• Reading text:
▶
BOAS stands for Brachycephalic Obstructive Airway Syndrome. This is a fairly common condition in short nosed breeds of dog e.g. French Bulldogs, British Bulldogs and Pugs, and can also affect some breeds of cat e.g. Persians. Pets can be affected to different degrees.
What is BOAS?
BOAS is caused by factors which lead to an obstruction to the free flow of air through the nose and throat.
There are a number of primary factors, which are present from a young age in some patients of affected breeds. These include:
- Stenotic nares – narrow nostrils. This means less air can enter the nose with each breath.
- Aberrant and crowded nasal turbinates. Turbinates are the network of bones and tissues within the nasal cavity.
- Over long and thick soft palate. The soft palate is the fleshy part towards the back of the roof of the mouth. If it is too long or thick it prevents air flowing properly.
- Hypoplastic trachea – this means the windpipe is narrower than it should be.
Progressive deterioration to the airway can lead to secondary factors such as laryngeal collapse (the larynx loses its rigidity and collapses into the airway), and gastrointestinal signs such as regurgitation, acid reflux, vomiting, and drooling.
What are the signs of BOAS?
◀
• Data excerpts:
▶
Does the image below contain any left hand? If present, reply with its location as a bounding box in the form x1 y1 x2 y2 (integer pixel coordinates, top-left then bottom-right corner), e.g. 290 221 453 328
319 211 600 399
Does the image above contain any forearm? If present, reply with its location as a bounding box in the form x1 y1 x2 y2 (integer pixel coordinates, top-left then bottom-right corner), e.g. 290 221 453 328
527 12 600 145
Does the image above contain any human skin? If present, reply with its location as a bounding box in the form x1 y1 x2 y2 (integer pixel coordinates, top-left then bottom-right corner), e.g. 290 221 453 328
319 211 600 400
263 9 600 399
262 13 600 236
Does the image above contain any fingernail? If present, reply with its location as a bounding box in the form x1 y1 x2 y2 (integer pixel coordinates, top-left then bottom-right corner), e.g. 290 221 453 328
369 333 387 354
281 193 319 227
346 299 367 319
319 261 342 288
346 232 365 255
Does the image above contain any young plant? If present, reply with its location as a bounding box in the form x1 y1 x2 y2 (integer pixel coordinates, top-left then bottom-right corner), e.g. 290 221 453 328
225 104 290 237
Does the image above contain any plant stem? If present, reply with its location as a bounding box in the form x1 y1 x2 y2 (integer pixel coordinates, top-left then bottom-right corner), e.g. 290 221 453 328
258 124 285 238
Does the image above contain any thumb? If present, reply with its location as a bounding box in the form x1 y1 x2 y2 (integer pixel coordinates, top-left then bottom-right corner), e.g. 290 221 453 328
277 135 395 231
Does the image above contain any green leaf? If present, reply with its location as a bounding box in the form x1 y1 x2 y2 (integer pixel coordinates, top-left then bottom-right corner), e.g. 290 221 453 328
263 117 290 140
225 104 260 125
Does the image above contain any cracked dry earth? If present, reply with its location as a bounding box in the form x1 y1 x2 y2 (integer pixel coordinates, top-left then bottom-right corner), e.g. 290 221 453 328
◀
• Activity list:
a) Return the part of the BOAS text starting at "BOAS is caused" and ending at "with each breath.", copied word for word.
b) Resume the BOAS text from the point where it stops.

• Answers to the exercise:
a)
BOAS is caused by factors which lead to an obstruction to the free flow of air through the nose and throat.
There are a number of primary factors, which are present from a young age in some patients of affected breeds. These include:
- Stenotic nares – narrow nostrils. This means less air can enter the nose with each breath.

b)
The signs of BOAS are varied and can range in severity, including some or all of the following:
- Snorting or snoring at rest or during exercise
- Reduced or poor exercise tolerance
- Prolonged recovery after exercise or following exposure to warmer conditions
- Poor tolerance to heat
- Restlessness at night
- Sleep apnoea
- Retching, regurgitation, vomiting
- In severe cases, collapse due to lack of air
If you are worried your pet is showing any of these signs, get them booked in for a check up with one of our vets. Not all dogs with BOAS need surgery, but if they do the outcome is better if the surgery is performed earlier in life.
What is BOAS surgery?
Vet John is an RCVS Advanced Practitioner in Surgery and has been performing BOAS surgery for many years. BOAS surgery aims to improve air flow. The most common procedures John performs are those to widen the nostrils, allowing more air to flow in and out, and to shorten an over-long soft palate.
The surgery is not without risks, but most patients do well and have a better quality of life as a result.
Unfortunately it is not possible to correct all of the challenges faced by these patients. As such they may still have some symptoms after surgery, but early surgery helps prevent some of the secondary changes that can lead to more severe obstruction later in life.